*TEXT UNDER STUDY:*
Content starts
During the latter part of the summer, we discuss more granular matters of school operations, such as how to prepare for an open house in the middle of a partial building renovation and neighborhood public works.  We considered questions such as, Should kids keep masks on during recess? What will be the best foot traffic flow during arrival, dismissal, and lunch? The questions we wrestle with have become best friends with our insomnia. The safety of students and staff weighs on us in normal times, but the pandemic has significantly increased the burden. 

A week prior to students returning, school leaders prepare to welcome staff. This is the week when the imbalance between the number of tasks due and the time to complete them becomes evident. We do this work in the often sweltering heat, as air conditioning remains elusive. 

We push through. “Why  hasn’t the trash been picked up?” “We have an open house in just 24 hours.” “It won’t be picked up tomorrow!” is the chatter over the walkie. The morning of the open house, the city’s electric grid tried to shake our “game on” attitudes. After several rounds of power outages during the early morning, the power decided to stick around.
Content ends
*DATA FOR REVIEW:*
Content starts
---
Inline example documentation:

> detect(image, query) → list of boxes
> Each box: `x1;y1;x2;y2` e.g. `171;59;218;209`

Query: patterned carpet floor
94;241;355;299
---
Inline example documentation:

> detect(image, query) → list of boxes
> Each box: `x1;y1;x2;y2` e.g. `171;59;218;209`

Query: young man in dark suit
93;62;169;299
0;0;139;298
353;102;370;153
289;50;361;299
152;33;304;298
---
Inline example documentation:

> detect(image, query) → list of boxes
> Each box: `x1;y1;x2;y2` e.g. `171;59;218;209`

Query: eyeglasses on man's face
Content ends
*QUESTIONS:*
1. According to the school reopening text, what remains elusive while school leaders work in the sweltering heat?
2. Continue the school reopening text from its final sentence.
The records are separate material and have no connection to the school reopening text.

*WRITTEN RESPONSES:*
1. Air conditioning.

2.
Teachers remain focused on their intellectual preparation and their teaching spaces. At our school, they are introduced to newly culturally responsive English language arts and math curriculums. A great first draft. Enduring Zoom meetings in classrooms that are 90 degrees or hotter are evidence of teachers’ commitment to their profession. They get through them and in the best of cases, loud fans roar in the background.

In our staff trainings, we have added what we feel is missing from our district-wide professional development, not just topics of race and equity, implicit biases, and empathy expansion, but more importantly, how to turn that knowledge into action. This work is a matter of survival for our school. If educators do not learn to operationalize the new knowledge, schools will continue to fail the most marginalized students. 

There is an infectious level of excitement among the team. The alternative is not acceptable or sustainable. We know the level of trauma we are going to encounter could bring even the strongest to their knees. We have mastered the art of compartmentalization.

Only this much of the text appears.